START SOURCE DOCUMENT

CLARIN ERIC is a research infrastructure through Europe and beyond to encourage the sharing and sustainability of language data and tools for research in the humanities and social sciences. We are pleased to announce that our functions for text analysis in Google Sheets were featured in the July 2019 issue of the CLARIN Newsflash.
Spreadsheets are an increasingly popular way of storing all kinds of information, including text, and giving it some informal structure, and systems like Google Sheets are especially popular for collaborative work and sharing data.
In response to the demand for standard natural language processing (NLP) tasks in spreadsheets, we have developed a Google Sheets add-on that provides functions to carry out the following tasks on text cells using GATE Cloud services:
named entity recognition (NER) for standard text (e.g. news) in English, French, or German;
NER tuned for tweets in English, French, or German;
named entity linking using our YODIE service in English, French, or German;
veracity reporting for rumours in tweets.

END SOURCE DOCUMENT

#### [WORK INSTRUCTIONS]
1. According to the announcement about the Google Sheets text-analysis add-on, which publication featured these functions?
2. Continue the announcement about the Google Sheets text-analysis add-on, starting after its final list item.

START INFORMATION SUPPLIED

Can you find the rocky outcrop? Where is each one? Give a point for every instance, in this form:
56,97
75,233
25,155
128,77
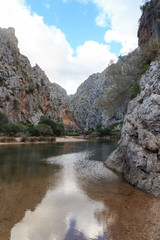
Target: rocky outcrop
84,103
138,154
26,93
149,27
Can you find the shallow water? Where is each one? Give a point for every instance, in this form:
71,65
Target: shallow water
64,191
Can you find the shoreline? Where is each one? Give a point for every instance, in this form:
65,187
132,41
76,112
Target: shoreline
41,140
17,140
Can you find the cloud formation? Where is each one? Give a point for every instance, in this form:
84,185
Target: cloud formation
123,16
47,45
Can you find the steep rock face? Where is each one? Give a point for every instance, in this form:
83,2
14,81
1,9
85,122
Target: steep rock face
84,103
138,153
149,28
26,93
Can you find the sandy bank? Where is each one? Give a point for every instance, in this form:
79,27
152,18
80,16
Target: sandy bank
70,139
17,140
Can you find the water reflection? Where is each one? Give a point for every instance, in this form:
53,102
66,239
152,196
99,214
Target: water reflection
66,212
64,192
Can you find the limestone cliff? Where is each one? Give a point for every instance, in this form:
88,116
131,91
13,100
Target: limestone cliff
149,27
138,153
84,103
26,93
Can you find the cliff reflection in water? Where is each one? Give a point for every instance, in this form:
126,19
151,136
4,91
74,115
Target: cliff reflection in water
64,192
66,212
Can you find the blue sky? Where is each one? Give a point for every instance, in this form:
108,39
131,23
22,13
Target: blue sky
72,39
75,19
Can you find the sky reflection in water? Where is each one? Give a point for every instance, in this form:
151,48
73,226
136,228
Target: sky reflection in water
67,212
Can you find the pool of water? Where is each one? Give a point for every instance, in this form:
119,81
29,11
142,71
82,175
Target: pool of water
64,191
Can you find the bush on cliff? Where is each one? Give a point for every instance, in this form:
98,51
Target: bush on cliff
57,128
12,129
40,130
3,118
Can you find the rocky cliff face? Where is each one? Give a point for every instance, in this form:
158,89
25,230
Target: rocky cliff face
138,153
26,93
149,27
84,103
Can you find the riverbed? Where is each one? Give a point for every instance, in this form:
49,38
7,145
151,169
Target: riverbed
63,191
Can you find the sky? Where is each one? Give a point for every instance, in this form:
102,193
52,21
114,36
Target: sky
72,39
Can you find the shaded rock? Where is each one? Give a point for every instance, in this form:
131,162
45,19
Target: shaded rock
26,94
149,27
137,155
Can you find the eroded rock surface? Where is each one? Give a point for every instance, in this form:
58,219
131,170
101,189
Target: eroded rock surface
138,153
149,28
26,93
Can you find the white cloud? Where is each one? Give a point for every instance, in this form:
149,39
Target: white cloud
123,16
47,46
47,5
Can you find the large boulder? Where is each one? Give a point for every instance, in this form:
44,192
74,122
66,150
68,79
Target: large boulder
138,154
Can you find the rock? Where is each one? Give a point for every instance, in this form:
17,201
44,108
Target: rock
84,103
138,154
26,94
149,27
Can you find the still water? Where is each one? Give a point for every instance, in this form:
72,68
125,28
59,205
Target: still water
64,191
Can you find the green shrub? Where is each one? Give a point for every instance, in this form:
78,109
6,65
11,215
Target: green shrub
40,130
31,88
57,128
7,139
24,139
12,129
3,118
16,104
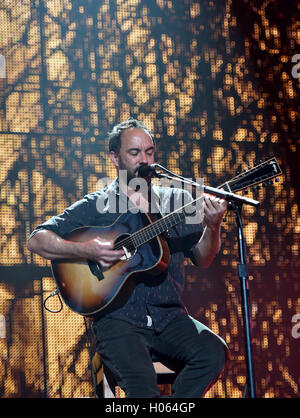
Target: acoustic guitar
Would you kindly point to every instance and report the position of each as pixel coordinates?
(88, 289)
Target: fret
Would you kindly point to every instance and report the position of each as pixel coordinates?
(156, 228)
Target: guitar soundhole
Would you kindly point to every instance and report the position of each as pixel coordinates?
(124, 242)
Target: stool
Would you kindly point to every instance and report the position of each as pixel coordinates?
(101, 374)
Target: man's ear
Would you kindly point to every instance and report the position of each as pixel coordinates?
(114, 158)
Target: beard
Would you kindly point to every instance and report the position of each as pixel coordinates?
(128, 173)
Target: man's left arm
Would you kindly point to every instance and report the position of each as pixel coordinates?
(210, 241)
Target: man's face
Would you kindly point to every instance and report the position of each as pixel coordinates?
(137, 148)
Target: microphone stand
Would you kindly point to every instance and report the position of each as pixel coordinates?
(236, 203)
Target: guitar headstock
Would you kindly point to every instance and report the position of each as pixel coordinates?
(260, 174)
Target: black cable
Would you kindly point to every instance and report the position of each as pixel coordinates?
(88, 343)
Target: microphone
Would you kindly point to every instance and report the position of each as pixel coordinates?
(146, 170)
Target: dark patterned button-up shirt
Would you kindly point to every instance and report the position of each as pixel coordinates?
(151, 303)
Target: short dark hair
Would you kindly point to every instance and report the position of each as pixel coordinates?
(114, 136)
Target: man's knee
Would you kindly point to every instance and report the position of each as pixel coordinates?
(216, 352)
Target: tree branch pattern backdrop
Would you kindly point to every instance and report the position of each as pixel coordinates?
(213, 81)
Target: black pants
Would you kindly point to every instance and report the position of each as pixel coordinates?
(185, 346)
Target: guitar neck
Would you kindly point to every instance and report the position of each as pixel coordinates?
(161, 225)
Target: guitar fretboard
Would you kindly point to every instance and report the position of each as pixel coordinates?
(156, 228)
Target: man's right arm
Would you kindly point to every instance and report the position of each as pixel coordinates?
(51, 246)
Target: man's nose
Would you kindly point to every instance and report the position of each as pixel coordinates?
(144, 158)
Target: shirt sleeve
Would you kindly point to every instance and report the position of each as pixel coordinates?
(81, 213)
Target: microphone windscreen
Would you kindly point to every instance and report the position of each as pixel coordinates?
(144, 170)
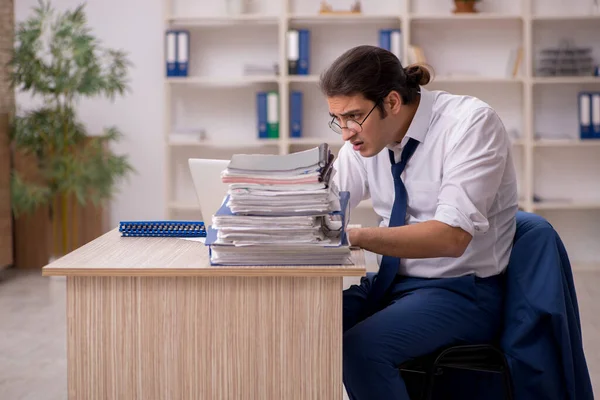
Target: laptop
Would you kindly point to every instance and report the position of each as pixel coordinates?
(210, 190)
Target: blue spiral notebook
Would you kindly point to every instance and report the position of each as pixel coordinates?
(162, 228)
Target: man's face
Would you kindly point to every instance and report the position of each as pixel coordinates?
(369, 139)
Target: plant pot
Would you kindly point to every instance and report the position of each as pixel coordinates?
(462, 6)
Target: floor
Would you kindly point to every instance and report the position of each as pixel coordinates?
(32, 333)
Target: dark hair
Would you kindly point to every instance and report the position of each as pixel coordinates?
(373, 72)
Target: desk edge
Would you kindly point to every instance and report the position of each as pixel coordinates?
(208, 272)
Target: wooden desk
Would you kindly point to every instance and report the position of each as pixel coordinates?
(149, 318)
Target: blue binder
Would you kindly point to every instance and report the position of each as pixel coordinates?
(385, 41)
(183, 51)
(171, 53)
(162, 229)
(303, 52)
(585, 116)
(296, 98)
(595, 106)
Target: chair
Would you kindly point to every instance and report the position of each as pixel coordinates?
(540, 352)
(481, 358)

END INFORMATION SUPPLIED
START INFORMATION SUPPLIED

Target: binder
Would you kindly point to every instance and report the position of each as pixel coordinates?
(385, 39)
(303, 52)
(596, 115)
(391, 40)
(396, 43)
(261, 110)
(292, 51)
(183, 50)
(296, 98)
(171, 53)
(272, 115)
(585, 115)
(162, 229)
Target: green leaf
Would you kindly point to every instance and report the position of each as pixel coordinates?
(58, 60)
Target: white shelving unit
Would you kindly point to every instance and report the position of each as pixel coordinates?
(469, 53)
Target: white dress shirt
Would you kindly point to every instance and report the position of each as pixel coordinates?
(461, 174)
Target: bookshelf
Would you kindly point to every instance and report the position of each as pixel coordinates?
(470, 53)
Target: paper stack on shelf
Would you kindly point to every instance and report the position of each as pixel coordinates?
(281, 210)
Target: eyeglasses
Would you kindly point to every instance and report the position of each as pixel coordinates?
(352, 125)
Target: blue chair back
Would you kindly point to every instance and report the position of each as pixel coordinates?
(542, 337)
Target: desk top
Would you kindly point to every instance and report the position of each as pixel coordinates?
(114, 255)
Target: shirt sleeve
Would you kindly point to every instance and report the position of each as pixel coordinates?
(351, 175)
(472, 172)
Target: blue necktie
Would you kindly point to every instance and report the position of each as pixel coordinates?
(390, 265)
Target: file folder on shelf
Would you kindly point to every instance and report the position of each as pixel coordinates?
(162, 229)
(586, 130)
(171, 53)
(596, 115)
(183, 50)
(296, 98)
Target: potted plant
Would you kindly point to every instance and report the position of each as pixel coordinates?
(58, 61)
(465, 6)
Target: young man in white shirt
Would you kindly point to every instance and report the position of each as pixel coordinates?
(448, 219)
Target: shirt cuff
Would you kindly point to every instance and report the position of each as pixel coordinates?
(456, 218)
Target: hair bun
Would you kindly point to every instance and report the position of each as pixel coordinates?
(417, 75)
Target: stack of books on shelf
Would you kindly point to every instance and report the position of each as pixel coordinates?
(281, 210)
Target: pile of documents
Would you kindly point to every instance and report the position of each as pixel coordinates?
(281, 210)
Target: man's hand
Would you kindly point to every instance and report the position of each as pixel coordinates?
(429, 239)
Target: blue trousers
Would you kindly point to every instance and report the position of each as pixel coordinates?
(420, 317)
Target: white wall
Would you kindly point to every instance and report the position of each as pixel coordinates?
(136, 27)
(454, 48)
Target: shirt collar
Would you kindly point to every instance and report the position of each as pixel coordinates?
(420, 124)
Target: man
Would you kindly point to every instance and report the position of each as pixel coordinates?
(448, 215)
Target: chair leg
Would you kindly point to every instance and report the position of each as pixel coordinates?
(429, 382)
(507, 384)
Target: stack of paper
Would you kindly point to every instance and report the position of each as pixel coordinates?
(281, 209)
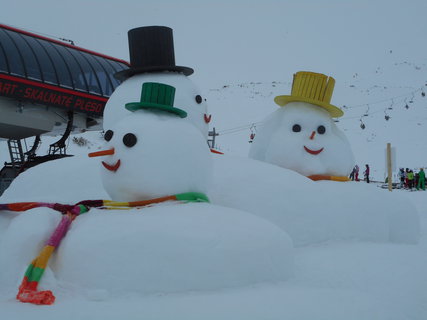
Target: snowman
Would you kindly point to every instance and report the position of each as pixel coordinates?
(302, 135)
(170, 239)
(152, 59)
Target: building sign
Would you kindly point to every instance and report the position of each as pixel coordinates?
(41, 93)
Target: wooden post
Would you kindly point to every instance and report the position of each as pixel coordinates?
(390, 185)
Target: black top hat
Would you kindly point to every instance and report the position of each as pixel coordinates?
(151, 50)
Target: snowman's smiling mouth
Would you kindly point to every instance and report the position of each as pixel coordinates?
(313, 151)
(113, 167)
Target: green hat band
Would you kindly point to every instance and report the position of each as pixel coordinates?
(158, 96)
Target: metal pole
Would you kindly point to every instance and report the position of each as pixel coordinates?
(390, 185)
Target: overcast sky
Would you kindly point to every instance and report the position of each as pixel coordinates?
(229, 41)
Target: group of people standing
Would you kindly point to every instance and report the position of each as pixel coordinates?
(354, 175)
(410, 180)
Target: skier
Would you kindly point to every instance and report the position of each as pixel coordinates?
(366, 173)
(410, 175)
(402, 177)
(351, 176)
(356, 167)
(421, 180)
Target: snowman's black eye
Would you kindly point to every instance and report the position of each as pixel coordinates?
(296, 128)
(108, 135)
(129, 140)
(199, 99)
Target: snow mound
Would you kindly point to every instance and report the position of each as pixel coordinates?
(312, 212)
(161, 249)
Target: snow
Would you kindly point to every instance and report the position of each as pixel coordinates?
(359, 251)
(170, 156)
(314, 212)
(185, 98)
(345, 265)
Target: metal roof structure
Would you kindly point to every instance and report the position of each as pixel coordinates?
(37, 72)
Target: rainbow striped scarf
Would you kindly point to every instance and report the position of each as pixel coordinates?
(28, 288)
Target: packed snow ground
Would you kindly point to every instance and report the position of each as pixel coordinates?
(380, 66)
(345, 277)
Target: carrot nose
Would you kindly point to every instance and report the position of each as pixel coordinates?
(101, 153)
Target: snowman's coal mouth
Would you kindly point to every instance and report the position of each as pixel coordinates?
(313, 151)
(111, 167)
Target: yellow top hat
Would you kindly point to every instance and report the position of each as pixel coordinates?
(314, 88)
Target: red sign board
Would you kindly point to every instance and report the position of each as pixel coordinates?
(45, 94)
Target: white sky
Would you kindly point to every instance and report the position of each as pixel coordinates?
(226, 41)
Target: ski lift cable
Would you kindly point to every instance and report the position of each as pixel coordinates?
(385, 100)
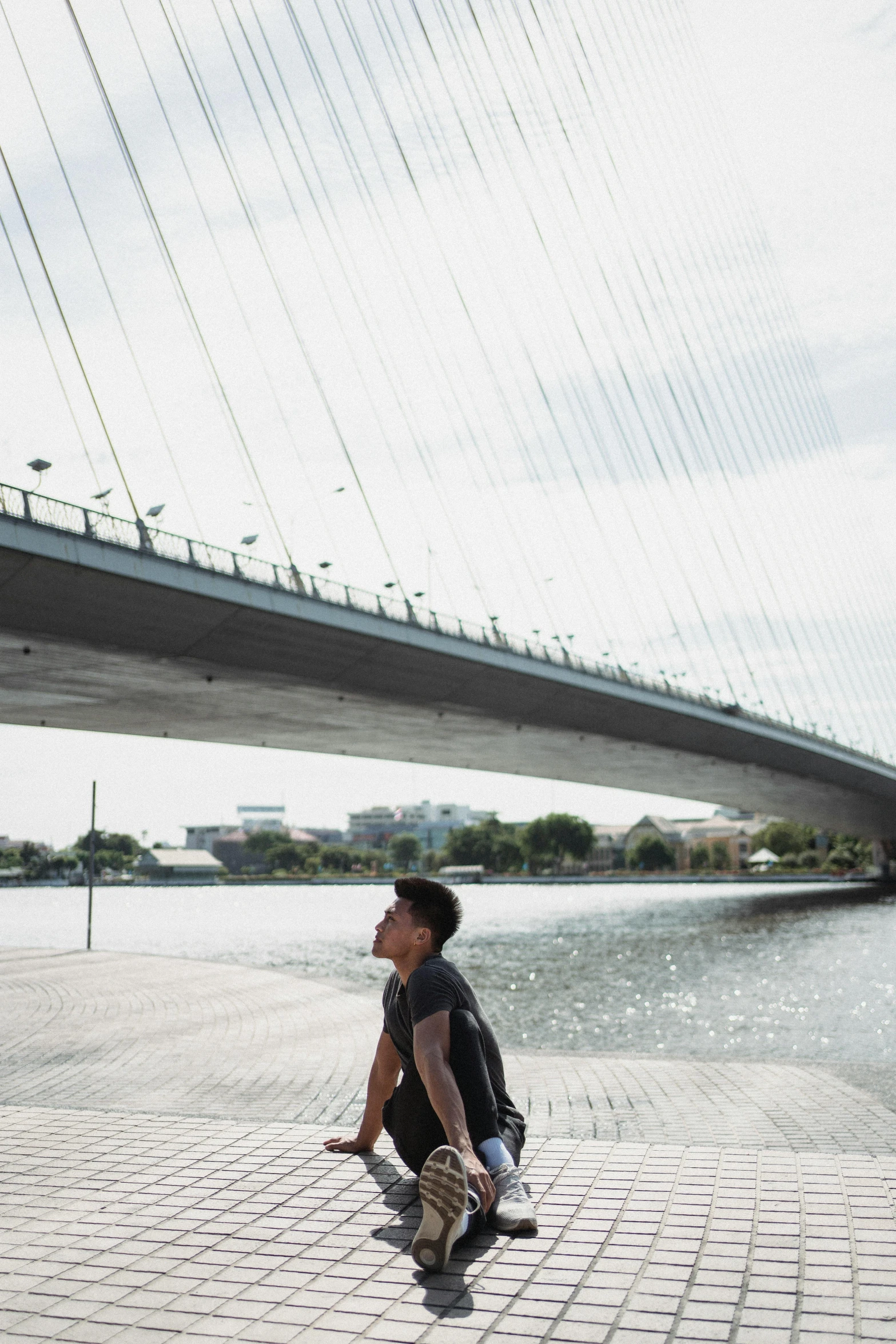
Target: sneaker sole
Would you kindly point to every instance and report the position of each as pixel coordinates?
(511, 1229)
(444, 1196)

END INFORMATION SUPPLIED
START INFORMATION SUPPLIED

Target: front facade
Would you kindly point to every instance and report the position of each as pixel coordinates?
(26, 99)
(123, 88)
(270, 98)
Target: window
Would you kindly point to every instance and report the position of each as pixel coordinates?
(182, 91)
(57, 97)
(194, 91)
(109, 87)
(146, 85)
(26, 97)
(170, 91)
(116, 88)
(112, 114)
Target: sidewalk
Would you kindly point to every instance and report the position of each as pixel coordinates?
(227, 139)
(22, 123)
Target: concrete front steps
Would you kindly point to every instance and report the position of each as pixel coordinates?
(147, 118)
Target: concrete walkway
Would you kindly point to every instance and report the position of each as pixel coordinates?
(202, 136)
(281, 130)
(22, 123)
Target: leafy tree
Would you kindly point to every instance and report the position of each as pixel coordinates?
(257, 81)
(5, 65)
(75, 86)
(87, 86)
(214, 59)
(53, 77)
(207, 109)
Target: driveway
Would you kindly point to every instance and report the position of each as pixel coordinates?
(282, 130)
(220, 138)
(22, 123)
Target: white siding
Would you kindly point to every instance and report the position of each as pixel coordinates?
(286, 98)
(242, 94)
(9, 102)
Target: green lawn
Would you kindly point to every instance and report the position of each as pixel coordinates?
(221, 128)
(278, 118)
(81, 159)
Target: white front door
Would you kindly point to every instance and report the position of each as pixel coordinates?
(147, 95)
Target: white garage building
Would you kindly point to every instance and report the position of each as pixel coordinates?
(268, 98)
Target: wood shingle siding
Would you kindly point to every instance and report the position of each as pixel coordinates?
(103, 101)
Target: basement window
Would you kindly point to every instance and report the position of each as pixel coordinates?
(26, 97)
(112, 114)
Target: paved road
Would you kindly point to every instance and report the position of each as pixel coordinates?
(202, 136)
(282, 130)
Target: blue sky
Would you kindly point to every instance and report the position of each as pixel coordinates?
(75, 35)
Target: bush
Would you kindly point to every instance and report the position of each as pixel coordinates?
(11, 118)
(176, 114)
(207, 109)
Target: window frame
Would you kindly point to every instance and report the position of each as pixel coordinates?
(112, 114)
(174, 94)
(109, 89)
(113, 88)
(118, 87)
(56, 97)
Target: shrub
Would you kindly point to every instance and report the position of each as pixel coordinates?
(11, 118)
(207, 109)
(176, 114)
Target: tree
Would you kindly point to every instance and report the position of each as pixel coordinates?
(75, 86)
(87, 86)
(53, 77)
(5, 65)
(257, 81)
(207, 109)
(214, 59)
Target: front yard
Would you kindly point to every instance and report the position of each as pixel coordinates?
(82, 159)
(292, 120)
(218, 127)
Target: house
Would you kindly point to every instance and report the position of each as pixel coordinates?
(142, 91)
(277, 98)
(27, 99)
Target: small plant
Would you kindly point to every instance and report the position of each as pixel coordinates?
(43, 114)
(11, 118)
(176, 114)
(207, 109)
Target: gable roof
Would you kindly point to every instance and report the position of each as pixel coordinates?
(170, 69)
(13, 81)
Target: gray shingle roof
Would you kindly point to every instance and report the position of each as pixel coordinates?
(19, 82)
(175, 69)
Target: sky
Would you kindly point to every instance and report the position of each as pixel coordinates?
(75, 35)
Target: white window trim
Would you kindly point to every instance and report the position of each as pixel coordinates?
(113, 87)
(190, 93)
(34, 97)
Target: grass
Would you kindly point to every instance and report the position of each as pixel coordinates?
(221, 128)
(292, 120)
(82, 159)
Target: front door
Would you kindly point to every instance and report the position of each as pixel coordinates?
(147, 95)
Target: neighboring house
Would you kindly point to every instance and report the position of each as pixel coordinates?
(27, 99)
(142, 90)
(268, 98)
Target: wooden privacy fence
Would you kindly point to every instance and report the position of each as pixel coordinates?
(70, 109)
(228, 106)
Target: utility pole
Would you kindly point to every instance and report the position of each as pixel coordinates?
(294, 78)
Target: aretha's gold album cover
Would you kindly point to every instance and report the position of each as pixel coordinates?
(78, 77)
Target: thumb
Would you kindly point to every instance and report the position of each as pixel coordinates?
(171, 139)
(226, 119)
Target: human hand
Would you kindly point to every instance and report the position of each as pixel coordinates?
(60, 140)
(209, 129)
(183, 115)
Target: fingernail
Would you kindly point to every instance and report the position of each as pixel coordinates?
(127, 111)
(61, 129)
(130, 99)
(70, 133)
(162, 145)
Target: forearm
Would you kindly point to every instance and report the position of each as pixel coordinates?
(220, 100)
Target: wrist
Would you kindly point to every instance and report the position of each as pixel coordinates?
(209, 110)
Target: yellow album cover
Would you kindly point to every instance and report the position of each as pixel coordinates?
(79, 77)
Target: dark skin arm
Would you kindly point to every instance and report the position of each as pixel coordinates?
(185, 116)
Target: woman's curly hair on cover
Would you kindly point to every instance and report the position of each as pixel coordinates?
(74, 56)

END INFORMATION SUPPLIED

#### [YOUR RESPONSES]
1. The July 2019 issue of the CLARIN Newsflash.

2.
We have demonstrated this work several times, most recently at the IAMCR conference "Communication, Technology and Human Dignity: Disputed Rights, Contested Truths", which took place on 7–11 July at the Universidad Complutense de Madrid in Spain. There we used it to show how organisations monitoring the safety of journalists could automatically add information about entities and events to their spreadsheets. Potential users have said it looks very useful and they would like access to it as soon as possible.
Google sheet showing Named Entity and Linking applications run over descriptions of journalist killings from the Committee to Protect Journalists (CPJ) databases
We are applying to have this add-on published in the G Suite Marketplace, but the process is very slow, so we are making the software available now as a read-only Google Drive document that anyone can copy and re-use.
The document contains several examples and instructions are available from the Add-ons → GATE Text Analysis menu item. The language processing is actually done on our servers; the spreadsheet functions send the text to GATE Cloud using the REST API and reformat the output into a human-readable form, so they require a network connection and are subject to rate-limiting. You can use the functions without setting up a GATE Cloud account, but if you create one and authenticate while using this add-on, rate-limiting will be reduced.
Open this Google spreadsheet, then use File → Make a copy to save a copy to your own Google Drive (you can’t edit the original). For the functions to work, you will have to grant permission for the scripts to send data to and from GATE Cloud services and to use your user-level cache.
This work has been supported by the European Union’s Horizon 2020 research and innovation programme under grant agreements No 687847 (COMRADES) and No 654024 (SoBigData).